>> start EXTRACTED RECORDS

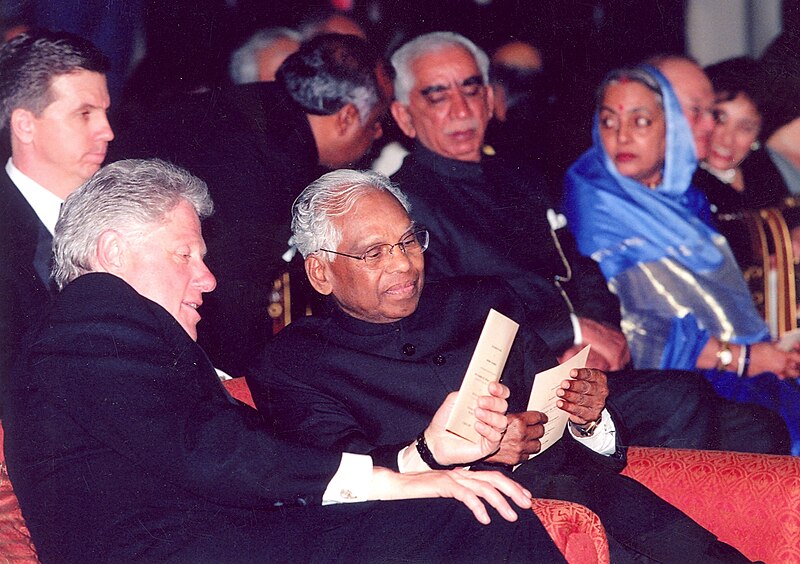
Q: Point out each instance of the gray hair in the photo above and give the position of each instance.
(30, 62)
(404, 57)
(331, 71)
(243, 67)
(124, 196)
(634, 74)
(333, 195)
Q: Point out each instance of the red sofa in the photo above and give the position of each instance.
(748, 500)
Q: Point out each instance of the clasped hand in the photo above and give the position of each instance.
(491, 424)
(583, 397)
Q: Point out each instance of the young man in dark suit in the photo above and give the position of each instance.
(53, 103)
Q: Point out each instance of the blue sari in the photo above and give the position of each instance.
(675, 275)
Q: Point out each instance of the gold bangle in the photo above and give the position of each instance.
(724, 355)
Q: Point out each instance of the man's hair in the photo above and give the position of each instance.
(659, 59)
(126, 196)
(243, 67)
(632, 74)
(404, 58)
(333, 195)
(29, 62)
(331, 71)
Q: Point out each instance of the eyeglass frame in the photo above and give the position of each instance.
(401, 244)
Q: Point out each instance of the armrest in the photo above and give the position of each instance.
(575, 530)
(751, 501)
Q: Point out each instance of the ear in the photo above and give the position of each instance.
(22, 125)
(490, 100)
(317, 272)
(346, 118)
(110, 253)
(500, 107)
(403, 119)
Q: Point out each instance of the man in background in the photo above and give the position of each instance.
(53, 105)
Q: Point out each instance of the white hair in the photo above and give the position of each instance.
(333, 195)
(404, 57)
(123, 196)
(243, 67)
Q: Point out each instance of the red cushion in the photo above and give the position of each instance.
(751, 501)
(15, 540)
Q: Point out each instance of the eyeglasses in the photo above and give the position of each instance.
(377, 256)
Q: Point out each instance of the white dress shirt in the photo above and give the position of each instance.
(45, 204)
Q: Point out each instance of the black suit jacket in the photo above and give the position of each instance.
(487, 219)
(25, 289)
(339, 382)
(119, 435)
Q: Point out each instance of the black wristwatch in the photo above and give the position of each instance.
(589, 428)
(427, 456)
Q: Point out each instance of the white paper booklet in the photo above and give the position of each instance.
(486, 366)
(543, 397)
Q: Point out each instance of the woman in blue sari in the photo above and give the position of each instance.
(632, 208)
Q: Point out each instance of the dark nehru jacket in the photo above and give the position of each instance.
(123, 446)
(339, 382)
(487, 220)
(25, 285)
(254, 147)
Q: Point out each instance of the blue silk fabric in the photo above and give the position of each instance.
(675, 275)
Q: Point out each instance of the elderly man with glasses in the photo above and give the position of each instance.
(377, 373)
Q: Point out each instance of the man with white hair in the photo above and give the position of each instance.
(487, 219)
(369, 376)
(124, 447)
(257, 145)
(258, 59)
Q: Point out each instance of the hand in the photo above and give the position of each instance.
(595, 360)
(607, 342)
(584, 396)
(767, 357)
(521, 438)
(448, 448)
(467, 487)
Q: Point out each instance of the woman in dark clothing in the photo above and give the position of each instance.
(737, 174)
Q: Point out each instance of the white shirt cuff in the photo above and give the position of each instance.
(352, 480)
(576, 329)
(604, 439)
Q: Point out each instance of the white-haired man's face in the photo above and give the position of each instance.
(449, 106)
(164, 264)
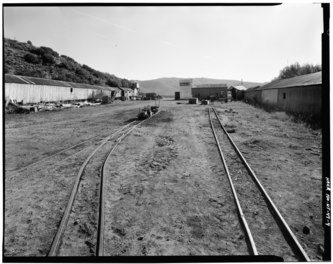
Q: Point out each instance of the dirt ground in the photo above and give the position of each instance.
(167, 192)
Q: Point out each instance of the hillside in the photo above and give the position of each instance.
(27, 60)
(168, 86)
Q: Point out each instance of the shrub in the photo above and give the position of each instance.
(30, 58)
(48, 59)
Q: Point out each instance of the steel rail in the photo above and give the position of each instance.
(100, 234)
(285, 226)
(239, 208)
(15, 172)
(56, 241)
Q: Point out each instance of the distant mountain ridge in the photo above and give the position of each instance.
(170, 85)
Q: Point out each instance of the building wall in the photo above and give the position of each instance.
(185, 87)
(211, 91)
(304, 99)
(31, 93)
(269, 96)
(253, 96)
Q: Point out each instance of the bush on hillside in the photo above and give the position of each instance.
(296, 69)
(30, 58)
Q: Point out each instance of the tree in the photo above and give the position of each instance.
(30, 58)
(296, 69)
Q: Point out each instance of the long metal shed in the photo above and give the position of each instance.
(300, 94)
(34, 90)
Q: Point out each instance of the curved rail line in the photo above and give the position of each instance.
(278, 217)
(57, 239)
(16, 171)
(100, 234)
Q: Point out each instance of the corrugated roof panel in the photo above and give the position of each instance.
(9, 78)
(224, 85)
(303, 80)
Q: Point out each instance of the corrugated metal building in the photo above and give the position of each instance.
(208, 91)
(34, 90)
(237, 92)
(300, 94)
(252, 95)
(185, 86)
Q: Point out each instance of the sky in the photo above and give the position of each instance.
(141, 43)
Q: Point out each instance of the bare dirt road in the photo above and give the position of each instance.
(166, 188)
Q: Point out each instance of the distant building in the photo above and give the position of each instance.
(237, 92)
(210, 91)
(185, 86)
(35, 90)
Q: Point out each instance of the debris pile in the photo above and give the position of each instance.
(14, 107)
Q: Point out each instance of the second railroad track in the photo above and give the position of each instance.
(81, 229)
(266, 230)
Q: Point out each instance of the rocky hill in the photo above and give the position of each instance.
(27, 60)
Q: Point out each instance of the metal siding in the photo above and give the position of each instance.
(306, 99)
(253, 96)
(185, 92)
(36, 93)
(269, 96)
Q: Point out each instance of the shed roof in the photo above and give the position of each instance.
(9, 78)
(239, 87)
(219, 85)
(253, 88)
(126, 89)
(303, 80)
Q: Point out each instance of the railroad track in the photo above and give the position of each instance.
(82, 224)
(267, 233)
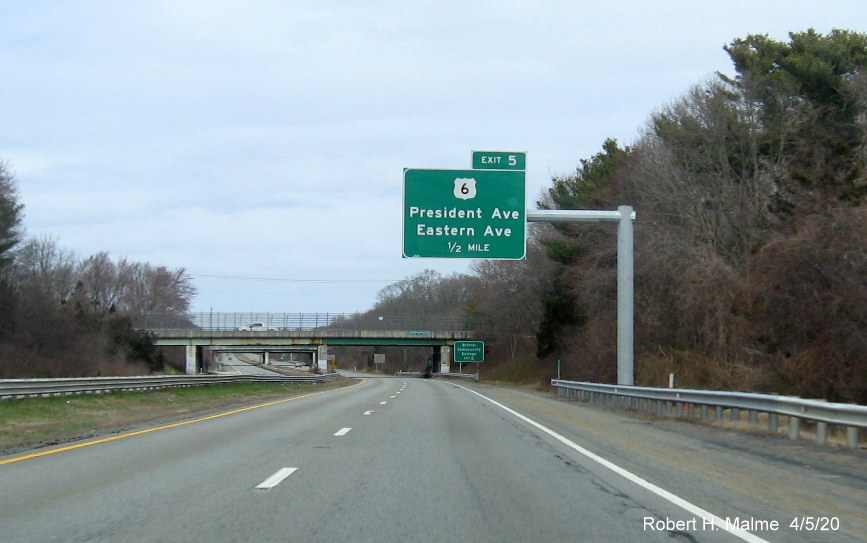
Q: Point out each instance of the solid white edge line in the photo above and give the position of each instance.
(659, 491)
(276, 479)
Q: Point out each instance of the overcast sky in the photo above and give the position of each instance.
(260, 145)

>> end EXTRACTED RECORDS

§ **EXERCISE AIM**
Reproduce every line of the records above word for word, without the pictures.

§ **EXERCISE RESULT**
Q: Point out each instance of the gray hair in the photo above and give the position of each instance.
(30, 62)
(404, 57)
(331, 71)
(243, 67)
(124, 196)
(634, 74)
(333, 195)
Q: Point out each instance of the red sofa in the photo above and give the position of each instance.
(748, 500)
Q: Point out each instance of the clasped hand in the photo above and give the position of each instance.
(491, 424)
(583, 397)
Q: Point out each instance of the young man in dark suit in the photo above and give the position of each instance.
(53, 103)
Q: Point out each instance of the blue sari in the photo above and give the position of each instance.
(675, 275)
Q: Point out each instance of the gold bangle in the photo above and give the position of each instance.
(724, 355)
Q: Point out each instance of the man's hair in the photo above and give the position of each instance.
(659, 59)
(126, 196)
(243, 67)
(632, 74)
(404, 58)
(333, 195)
(29, 62)
(331, 71)
Q: Point out each instance of the eyeglass frame in the photo above and give the position of each instance.
(401, 244)
Q: Point out each instance of the armrest in the photo above and give the position of each instance.
(575, 530)
(751, 501)
Q: Point out each instance of the ear in the photo above and give the position of each instance.
(22, 125)
(490, 100)
(317, 272)
(346, 118)
(110, 253)
(500, 107)
(403, 119)
Q: Point out each instance of the man in background in the photo above and give the position of each instance.
(53, 105)
Q: Point out each instance of the white hair in the photo above and give the position of each instance.
(333, 195)
(404, 57)
(123, 196)
(243, 67)
Q: Point out each instance of the red cushion in the photo above and give the position of each instance.
(751, 501)
(15, 540)
Q: Point out each instance of the eyeglasses in the photo above and give the position of each instance.
(377, 256)
Q: Point out each instance of the white dress shirt in the photo above and give the position of each instance.
(45, 204)
Q: Point out each instance of the black suit jacket in the photo above and give the position of each instance.
(487, 219)
(25, 289)
(339, 382)
(119, 435)
Q: Point out each instance of the black wristwatch in the photo above and give the position of each instance.
(589, 428)
(427, 456)
Q: Point out each instance of the white paper booklet in the photo above and give the position of each instance.
(486, 366)
(543, 397)
Q: Point out each instance of the woman in blue sari in the photo above and give the position of each instance.
(632, 208)
Q: Point out each instance of the dark nehru jacket in the photo above and give the position of each instance.
(123, 446)
(339, 382)
(487, 220)
(25, 285)
(254, 147)
Q: Point out each instance of the blue silk fabric in the photo above and give the position of each instance.
(675, 275)
Q: Point out each instance of the elderly man with glasses in the photo above and give the position of each instance.
(377, 373)
Q: Point out each instance of the man with white hair in the photo above and give the position of each instance.
(487, 219)
(369, 376)
(124, 447)
(257, 145)
(258, 59)
Q: Point out each instance of the hand in the photo above and give the position of each instance.
(595, 360)
(607, 342)
(584, 396)
(767, 357)
(521, 438)
(448, 448)
(467, 487)
Q: Point out each instance of the woman in dark clothing in the photo above and give the position of each instance.
(737, 174)
Q: Point out each instance of the white shirt cuff in the photo above and give the position of each instance.
(352, 480)
(576, 329)
(604, 439)
Q: Point out each instance of the white-haired man's face in the photo above and give the position of each instance.
(449, 106)
(164, 264)
Q: Point out each instance of the dirt ground in the photo above and give the position of each instance.
(167, 192)
Q: Point out each instance of the hillside in the photo above and give the position of each instance.
(27, 60)
(168, 86)
Q: Point out each instance of the shrub in the photo above and give the position of each instance.
(30, 58)
(48, 59)
Q: Point out each instance of the steel rail in the photo above and give the position of each instance.
(100, 234)
(285, 226)
(239, 208)
(15, 172)
(56, 241)
Q: Point out each instance of the distant mountain ridge in the photo above and give the position of each instance.
(170, 85)
Q: Point out each instance of the building wall in the photo above and give the position of each instance.
(185, 87)
(211, 91)
(304, 99)
(31, 93)
(269, 96)
(253, 96)
Q: Point out each instance of the bush on hillside in the photo above and give the position of each instance.
(296, 69)
(30, 58)
Q: Point out each instance of the tree in the photo above and give the position of each instance.
(30, 58)
(296, 69)
Q: Point out each instance of the long metal shed in the photo above and give the position of each instance.
(300, 94)
(34, 90)
Q: Point out each instance of the curved rail line in the photo above and give the position of each instance.
(278, 217)
(57, 239)
(16, 171)
(100, 234)
Q: Point out each instance of the corrugated roof panel in the photo above and give the position of each instance.
(9, 78)
(224, 85)
(303, 80)
Q: Point out each instance of the corrugated metal building in the photo above and give the position of each instance.
(208, 91)
(34, 90)
(237, 92)
(300, 94)
(252, 95)
(185, 86)
Q: Point out each instance of the sky in the photo above and give the position of each instance.
(141, 43)
Q: Point out each instance of the bare dirt road in the photo above and give the position of each instance.
(166, 188)
Q: Point out each instance of the distant building in the photo above and give the position of each instance.
(237, 92)
(210, 91)
(185, 86)
(35, 90)
Q: Point out each instance of the debris pile in the photo above and give the position of each instance.
(14, 107)
Q: Point out each instance of the second railroad track in the photo above and give the position of each instance.
(81, 229)
(266, 230)
Q: Point out each instance of the rocky hill in the photo above and give the position of each instance.
(27, 60)
Q: Point out each instance of the metal siding in the photo above and give the position of each instance.
(306, 99)
(253, 96)
(185, 92)
(36, 93)
(269, 96)
Q: Point out each instance of the shed roof in the photo above and give the position of each instance.
(9, 78)
(239, 87)
(219, 85)
(253, 88)
(126, 89)
(303, 80)
Q: Point out each instance of the railroad track in the photo above and give the position of each instance.
(82, 224)
(267, 233)
Q: Point out each instance of the solid white edge line in the photo above and give the position of each instance.
(659, 491)
(276, 479)
Q: Point out each instance of the overcast sky in the photo above and give the position of each instance.
(260, 145)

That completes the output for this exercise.